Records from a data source
---+---

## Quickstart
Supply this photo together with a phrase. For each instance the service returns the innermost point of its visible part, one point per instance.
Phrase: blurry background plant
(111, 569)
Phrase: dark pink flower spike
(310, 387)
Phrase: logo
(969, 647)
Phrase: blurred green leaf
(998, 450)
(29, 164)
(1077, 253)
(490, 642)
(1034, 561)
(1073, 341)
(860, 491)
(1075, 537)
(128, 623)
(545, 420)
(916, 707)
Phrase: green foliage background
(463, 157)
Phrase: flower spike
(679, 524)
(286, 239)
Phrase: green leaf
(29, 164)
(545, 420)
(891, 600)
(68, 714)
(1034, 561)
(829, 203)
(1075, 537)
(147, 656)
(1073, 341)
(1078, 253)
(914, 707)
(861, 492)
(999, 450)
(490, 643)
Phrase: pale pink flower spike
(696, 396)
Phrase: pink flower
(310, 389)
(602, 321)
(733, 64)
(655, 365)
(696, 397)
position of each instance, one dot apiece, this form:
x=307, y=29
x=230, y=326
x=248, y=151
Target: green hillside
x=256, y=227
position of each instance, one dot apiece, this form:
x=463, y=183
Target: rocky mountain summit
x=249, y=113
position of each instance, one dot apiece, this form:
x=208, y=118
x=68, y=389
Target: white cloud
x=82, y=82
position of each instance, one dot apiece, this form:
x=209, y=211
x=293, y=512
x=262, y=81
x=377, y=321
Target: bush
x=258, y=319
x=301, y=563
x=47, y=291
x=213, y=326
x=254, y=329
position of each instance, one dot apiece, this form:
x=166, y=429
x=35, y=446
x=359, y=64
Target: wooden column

---+---

WHAT TO PRODUCE
The records above must be retyped in full, exactly.

RESULT OF THIS EXERCISE
## Quickstart
Supply this photo together with a phrase. For each instance the service returns the innermost point of its visible part, one point per instance.
Phrase: blurry background plant
(111, 569)
Phrase: dark pink flower spike
(310, 387)
Phrase: logo
(969, 647)
Phrase: blurred green leaf
(998, 450)
(29, 164)
(1077, 253)
(490, 642)
(1034, 561)
(1073, 341)
(860, 491)
(1075, 537)
(128, 623)
(545, 420)
(916, 707)
Phrase: green foliage background
(463, 157)
Phrase: flower spike
(679, 524)
(286, 239)
Phrase: green leaf
(29, 164)
(545, 420)
(891, 600)
(68, 714)
(1034, 561)
(829, 203)
(1075, 537)
(147, 656)
(1073, 341)
(1078, 253)
(914, 707)
(861, 492)
(999, 450)
(490, 643)
Phrase: pale pink flower spike
(696, 396)
Phrase: pink flower
(310, 389)
(602, 321)
(733, 64)
(655, 365)
(696, 397)
position of each instance, one dot apiece, this form:
x=307, y=29
x=230, y=326
x=248, y=151
Target: green hillside
x=256, y=227
position of each instance, one dot apiece, this form:
x=463, y=183
Target: rocky mountain summit
x=249, y=113
position of each instance, one dot apiece, this form:
x=208, y=118
x=68, y=389
Target: white cloud
x=82, y=82
position of each instance, one dot apiece, this form:
x=209, y=211
x=293, y=512
x=262, y=81
x=377, y=321
Target: bush
x=258, y=319
x=301, y=563
x=47, y=291
x=213, y=326
x=254, y=329
position of each instance, one dot apiece, this form:
x=166, y=429
x=35, y=446
x=359, y=64
Target: wooden column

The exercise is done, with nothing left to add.